Given exercise:
Lay out the lines of the material below as a numbered list, skipping blank lines and omitting the pictures.

[Location identification entries]
★ ★ ★

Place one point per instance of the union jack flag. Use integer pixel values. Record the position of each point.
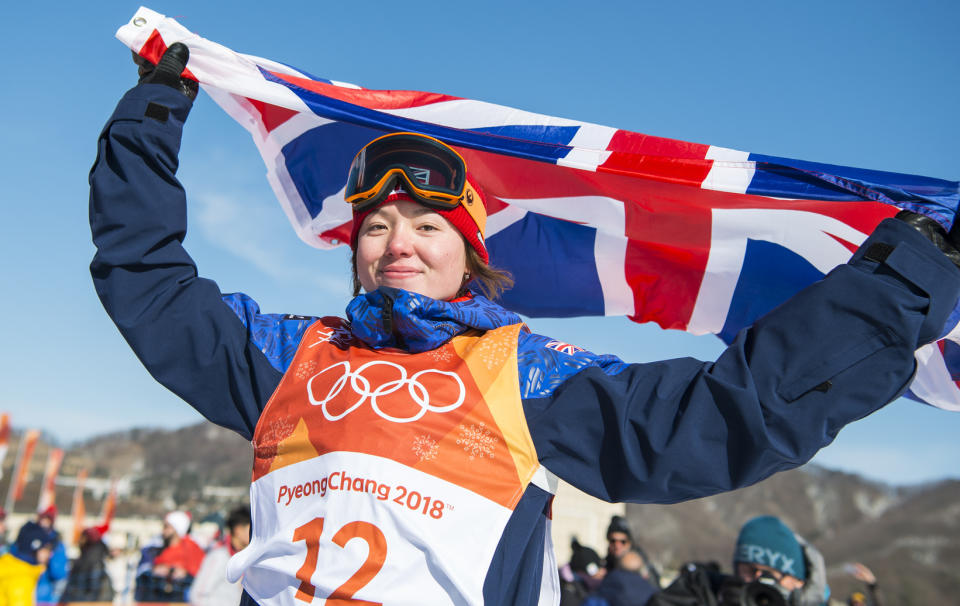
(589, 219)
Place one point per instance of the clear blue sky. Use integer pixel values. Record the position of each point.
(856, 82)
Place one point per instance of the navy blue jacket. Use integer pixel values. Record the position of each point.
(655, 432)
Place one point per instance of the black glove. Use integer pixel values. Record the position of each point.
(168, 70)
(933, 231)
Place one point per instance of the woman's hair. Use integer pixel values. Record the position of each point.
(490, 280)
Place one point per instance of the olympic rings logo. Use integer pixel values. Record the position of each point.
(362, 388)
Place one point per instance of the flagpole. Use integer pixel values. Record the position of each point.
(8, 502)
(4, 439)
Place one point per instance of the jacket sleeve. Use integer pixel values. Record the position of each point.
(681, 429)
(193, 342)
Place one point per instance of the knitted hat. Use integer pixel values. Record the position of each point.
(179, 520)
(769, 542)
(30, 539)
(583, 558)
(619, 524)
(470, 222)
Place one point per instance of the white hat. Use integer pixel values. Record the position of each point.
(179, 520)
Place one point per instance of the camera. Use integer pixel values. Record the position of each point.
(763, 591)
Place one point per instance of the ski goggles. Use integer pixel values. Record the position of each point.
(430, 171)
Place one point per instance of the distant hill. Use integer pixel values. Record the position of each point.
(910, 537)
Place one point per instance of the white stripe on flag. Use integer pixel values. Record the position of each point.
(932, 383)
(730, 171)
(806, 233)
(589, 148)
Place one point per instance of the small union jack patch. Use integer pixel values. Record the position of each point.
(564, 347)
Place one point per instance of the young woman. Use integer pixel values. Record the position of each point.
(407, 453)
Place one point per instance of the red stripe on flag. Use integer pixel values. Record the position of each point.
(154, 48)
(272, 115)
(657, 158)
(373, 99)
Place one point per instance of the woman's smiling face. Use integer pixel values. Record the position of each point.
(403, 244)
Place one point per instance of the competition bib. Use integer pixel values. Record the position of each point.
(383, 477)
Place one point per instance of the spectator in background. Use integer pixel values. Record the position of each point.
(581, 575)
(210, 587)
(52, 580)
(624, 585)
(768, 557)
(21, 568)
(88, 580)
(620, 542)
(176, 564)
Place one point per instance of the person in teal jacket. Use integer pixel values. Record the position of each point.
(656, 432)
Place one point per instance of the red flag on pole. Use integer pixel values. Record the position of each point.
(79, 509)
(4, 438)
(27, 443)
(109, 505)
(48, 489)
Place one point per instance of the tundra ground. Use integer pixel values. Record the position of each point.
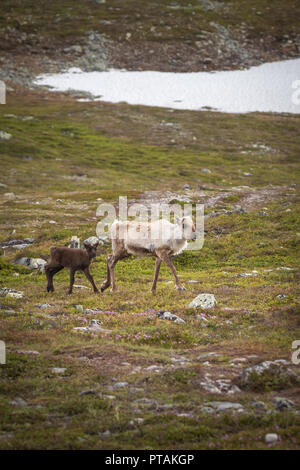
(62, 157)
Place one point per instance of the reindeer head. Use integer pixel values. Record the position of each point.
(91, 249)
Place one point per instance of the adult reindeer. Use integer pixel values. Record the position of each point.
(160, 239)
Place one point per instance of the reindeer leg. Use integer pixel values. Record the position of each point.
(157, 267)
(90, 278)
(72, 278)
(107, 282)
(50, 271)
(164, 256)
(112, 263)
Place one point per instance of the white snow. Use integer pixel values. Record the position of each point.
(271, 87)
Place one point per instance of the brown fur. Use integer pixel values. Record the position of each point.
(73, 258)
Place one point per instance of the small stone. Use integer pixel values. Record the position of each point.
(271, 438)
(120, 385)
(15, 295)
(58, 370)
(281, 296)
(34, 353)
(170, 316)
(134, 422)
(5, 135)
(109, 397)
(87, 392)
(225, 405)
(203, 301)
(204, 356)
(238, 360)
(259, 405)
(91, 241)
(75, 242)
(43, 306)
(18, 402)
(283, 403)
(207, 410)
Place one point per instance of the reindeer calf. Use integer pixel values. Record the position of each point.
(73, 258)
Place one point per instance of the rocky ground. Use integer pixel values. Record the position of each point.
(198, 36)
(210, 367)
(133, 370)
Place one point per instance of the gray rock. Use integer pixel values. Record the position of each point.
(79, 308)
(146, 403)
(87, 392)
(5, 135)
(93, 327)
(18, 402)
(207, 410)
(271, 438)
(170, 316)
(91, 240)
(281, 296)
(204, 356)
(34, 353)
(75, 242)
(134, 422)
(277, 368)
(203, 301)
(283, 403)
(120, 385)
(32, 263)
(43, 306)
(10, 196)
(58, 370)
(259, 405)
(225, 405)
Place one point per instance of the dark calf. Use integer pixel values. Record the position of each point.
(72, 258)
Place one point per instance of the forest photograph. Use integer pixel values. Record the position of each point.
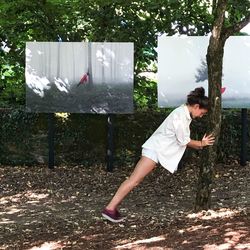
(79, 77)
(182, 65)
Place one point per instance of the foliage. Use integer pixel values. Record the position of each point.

★ ★ ★

Reply to the task:
1. Place one point per instance of the union jack flag. Use integer pixel values. Record the position of each point.
2. (589, 219)
3. Place one point per instance of the clear blue sky. Use integer pixel values. Record the position of each point.
4. (856, 82)
5. Place one point per instance of the navy blue jacket. Use integer pixel values. Record the position of each point.
6. (655, 432)
7. Place one point per instance of the black glove. Use integer pixel values. Record the position of each point.
8. (168, 70)
9. (933, 231)
10. Place one point per instance of the woman's hair. Use integer pixel values. Record the position of each point.
11. (490, 280)
12. Place one point per instance of the olympic rings logo. Use integer pixel values. Record the position of each point.
13. (362, 388)
14. Place one point per instance of the flagpole. Use integer pixel values. Record the position of each point.
15. (8, 502)
16. (4, 439)
17. Place one point per instance of the jacket sleeve. Use integer pixel values. Record the position of each point.
18. (681, 429)
19. (193, 342)
20. Place one point per instance of the knitted hat. Use integer pixel values. Record the position of each point.
21. (179, 520)
22. (769, 542)
23. (30, 539)
24. (583, 558)
25. (619, 524)
26. (470, 222)
27. Place one point per instance of the white hat. Use integer pixel values. Record the position of each point.
28. (179, 520)
29. Place one point per instance of the camera. Use integer pixel values. Record the position of each point.
30. (763, 591)
31. Place one point per instance of the ski goggles. Use integer pixel values. Record the position of each point.
32. (430, 171)
33. Place one point per instance of the distant hill. Use integer pixel values. Record the position of each point.
34. (910, 537)
35. Place one point per instance of the white stripe on flag. Use integer pixel values. Record the position of each point.
36. (932, 383)
37. (730, 171)
38. (806, 233)
39. (589, 148)
40. Place one point per instance of the small union jack patch. Use integer pixel values. Record the position of each point.
41. (564, 347)
42. Place one point per instance of the young woman. Use integer pixel values. Record the position of each point.
43. (407, 453)
44. Place one point per instance of the red stripe on flag. Use integer pixel values. Record the position of each point.
45. (154, 48)
46. (272, 115)
47. (657, 158)
48. (373, 99)
49. Place one point per instance of the woman's smiling face. Use integer pixel values. Record the position of each point.
50. (403, 244)
51. Place one point per instance of the competition bib. Use integer pixel values. Record the position of each point.
52. (383, 477)
53. Place one point per instance of the spectator in background. Use integer pixel values. Record the position of each point.
54. (581, 575)
55. (210, 587)
56. (52, 580)
57. (624, 585)
58. (768, 557)
59. (21, 568)
60. (88, 580)
61. (620, 542)
62. (176, 564)
63. Place one point per instance of the person in teal jacket. Use integer pixel values. Record the position of each point.
64. (656, 432)
65. Place one point per instance of the red flag on pole. Use integer pixel values. Record the position of each point.
66. (79, 509)
67. (4, 438)
68. (27, 443)
69. (109, 505)
70. (48, 489)
71. Place one point per instance of the tundra ground. Use integer pixel values. Record the position of each point.
72. (62, 157)
73. Place one point per instance of the reindeer head. Use integer pixel values. Record the position of each point.
74. (91, 249)
75. Place one point per instance of the adult reindeer. Use integer pixel values. Record the position of each point.
76. (160, 239)
77. Place one point per instance of the reindeer leg. Use integer pixel values. Record the position of each point.
78. (157, 267)
79. (90, 278)
80. (72, 278)
81. (107, 282)
82. (50, 271)
83. (164, 256)
84. (112, 263)
85. Place one point per instance of the white snow. Use integer pixel values. Record the position of each point.
86. (271, 87)
87. Place one point per instance of the brown fur. Use integer pixel values. Record the position of each point.
88. (73, 258)
89. Place one point per instance of the small stone. Use integer pixel values. Record the position of each point.
90. (271, 438)
91. (120, 385)
92. (15, 295)
93. (58, 370)
94. (281, 296)
95. (34, 353)
96. (170, 316)
97. (134, 422)
98. (5, 135)
99. (109, 397)
100. (87, 392)
101. (225, 405)
102. (203, 301)
103. (204, 356)
104. (238, 360)
105. (259, 405)
106. (91, 241)
107. (75, 242)
108. (43, 306)
109. (18, 402)
110. (283, 403)
111. (207, 410)
112. Place one point per instance of the reindeer calf. Use integer pixel values. Record the position of each point.
113. (73, 258)
114. Place one point per instance of the rocky ground. Use integer pixel values. Record the position of each point.
115. (198, 36)
116. (210, 367)
117. (133, 370)
118. Place one point per instance of the gray rock. Use integer pixel values. Record the position of each point.
119. (79, 308)
120. (146, 403)
121. (87, 392)
122. (5, 135)
123. (93, 327)
124. (18, 402)
125. (207, 410)
126. (271, 438)
127. (170, 316)
128. (91, 240)
129. (281, 296)
130. (204, 356)
131. (34, 353)
132. (75, 242)
133. (134, 422)
134. (277, 368)
135. (203, 301)
136. (283, 403)
137. (120, 385)
138. (32, 263)
139. (43, 306)
140. (10, 196)
141. (58, 370)
142. (259, 405)
143. (225, 405)
144. Place one point per instance of the dark calf. Use integer pixel values. Record the position of each point.
145. (72, 258)
146. Place one point per instance of the forest photograph. Use integer pixel values. Record the position of each point.
147. (79, 77)
148. (182, 65)
149. Place one point per instance of the foliage. Use integer pixel values. Record the position of each point.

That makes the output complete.